DO THIS: Rewrite the lines below, replacing each "instance" with "occurrence" and leaving all other text unchanged. Omit the pictures from your answer.

AVAILABLE RECORDS:
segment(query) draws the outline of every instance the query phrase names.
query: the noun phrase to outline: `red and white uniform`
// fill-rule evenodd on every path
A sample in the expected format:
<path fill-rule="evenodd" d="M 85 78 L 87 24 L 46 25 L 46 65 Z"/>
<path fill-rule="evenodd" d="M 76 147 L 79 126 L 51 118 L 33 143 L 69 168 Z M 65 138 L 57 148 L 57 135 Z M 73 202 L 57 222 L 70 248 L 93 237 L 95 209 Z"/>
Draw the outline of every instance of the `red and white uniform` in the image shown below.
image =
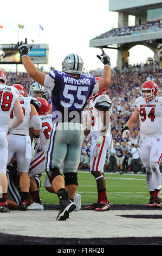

EXERCISE RESPONSE:
segment(query) draws the outline of every occurrence the query phrase names.
query: the noun phrase to outline: `red and white uniform`
// fill-rule evenodd on every path
A sample in the expected format:
<path fill-rule="evenodd" d="M 85 78 L 87 24 L 46 25 L 46 65 Z"/>
<path fill-rule="evenodd" d="M 76 147 L 79 126 L 51 118 L 33 143 L 69 168 Z M 65 138 L 57 148 L 57 135 Z M 73 202 L 57 222 L 70 248 L 93 237 L 95 209 Z"/>
Draw the outline of every occurrence of the `red and white uniform` in the image shown below.
image =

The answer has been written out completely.